- **Exercise requirements**: Shift every x and y point coordinate in the answers by -48 and write out all the lines of the listing, unchanged otherwise, from the line containing "of the woman" through the end of the listing, inclusive.

- **Source data**:
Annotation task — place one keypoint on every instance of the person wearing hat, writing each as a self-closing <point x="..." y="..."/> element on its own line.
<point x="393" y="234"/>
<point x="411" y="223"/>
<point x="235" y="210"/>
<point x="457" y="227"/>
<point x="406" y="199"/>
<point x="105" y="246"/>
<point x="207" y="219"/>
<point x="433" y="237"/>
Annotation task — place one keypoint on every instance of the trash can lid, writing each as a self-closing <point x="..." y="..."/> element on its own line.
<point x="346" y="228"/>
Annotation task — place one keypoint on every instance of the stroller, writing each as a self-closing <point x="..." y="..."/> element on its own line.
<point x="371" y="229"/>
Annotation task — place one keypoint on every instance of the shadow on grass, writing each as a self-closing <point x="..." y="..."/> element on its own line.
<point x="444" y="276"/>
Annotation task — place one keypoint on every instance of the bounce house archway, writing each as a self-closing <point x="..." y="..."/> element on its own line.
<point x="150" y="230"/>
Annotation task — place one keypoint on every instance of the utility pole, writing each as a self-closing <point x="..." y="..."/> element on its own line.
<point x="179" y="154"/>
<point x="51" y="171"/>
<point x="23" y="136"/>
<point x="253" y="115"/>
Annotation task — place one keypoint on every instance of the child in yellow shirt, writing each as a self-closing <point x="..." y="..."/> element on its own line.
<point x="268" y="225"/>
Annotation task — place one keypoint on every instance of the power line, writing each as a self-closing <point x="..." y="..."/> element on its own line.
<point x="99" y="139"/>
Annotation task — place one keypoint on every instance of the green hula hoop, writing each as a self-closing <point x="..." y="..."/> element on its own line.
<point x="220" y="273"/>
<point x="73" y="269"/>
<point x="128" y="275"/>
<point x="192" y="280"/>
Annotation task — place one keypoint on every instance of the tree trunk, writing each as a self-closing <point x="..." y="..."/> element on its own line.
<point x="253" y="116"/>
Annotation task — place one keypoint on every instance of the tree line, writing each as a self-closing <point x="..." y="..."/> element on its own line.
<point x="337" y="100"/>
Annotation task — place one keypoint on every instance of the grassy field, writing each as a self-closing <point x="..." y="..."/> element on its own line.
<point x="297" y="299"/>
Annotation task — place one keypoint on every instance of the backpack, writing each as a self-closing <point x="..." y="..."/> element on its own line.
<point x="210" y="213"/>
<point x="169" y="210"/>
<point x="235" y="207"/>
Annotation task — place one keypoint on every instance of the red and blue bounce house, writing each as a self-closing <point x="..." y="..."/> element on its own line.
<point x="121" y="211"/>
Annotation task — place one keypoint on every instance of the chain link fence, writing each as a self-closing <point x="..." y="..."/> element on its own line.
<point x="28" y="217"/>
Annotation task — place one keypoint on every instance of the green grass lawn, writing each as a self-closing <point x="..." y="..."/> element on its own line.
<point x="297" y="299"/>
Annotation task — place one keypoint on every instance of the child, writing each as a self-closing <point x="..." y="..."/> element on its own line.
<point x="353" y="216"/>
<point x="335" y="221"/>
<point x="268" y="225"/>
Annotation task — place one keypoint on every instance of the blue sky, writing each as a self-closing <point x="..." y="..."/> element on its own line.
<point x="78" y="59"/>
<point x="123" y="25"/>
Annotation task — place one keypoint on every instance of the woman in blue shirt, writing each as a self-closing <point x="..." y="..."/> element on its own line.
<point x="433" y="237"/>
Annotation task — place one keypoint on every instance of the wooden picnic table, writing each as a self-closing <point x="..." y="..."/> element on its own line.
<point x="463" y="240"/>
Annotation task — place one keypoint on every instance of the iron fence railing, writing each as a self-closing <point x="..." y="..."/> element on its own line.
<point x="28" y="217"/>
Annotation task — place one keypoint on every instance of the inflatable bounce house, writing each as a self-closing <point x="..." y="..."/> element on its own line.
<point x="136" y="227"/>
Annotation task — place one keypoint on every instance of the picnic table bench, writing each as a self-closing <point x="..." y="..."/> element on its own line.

- **Task output**:
Annotation task — place one keypoint on every instance of the woman in blue shirt, writing each as a self-closing <point x="..." y="..."/> element on its own line.
<point x="385" y="189"/>
Annotation task — place one keypoint on every instance of the wooden picnic table, writing each as a self-closing <point x="..." y="..."/> element on its own line.
<point x="415" y="192"/>
Annotation task — place one keypoint on every instance of the iron fence railing, writing each as a self-closing <point x="..." y="..."/> element on its own line.
<point x="-20" y="169"/>
Annotation task — place one keypoint on every instance of the inflatable bounce house, writing each as a self-closing <point x="..." y="..."/> element on its own line.
<point x="88" y="179"/>
Annotation task — place one keypoint on every instance of the picnic table bench, writing each as a self-closing <point x="..." y="..."/> element on its own line.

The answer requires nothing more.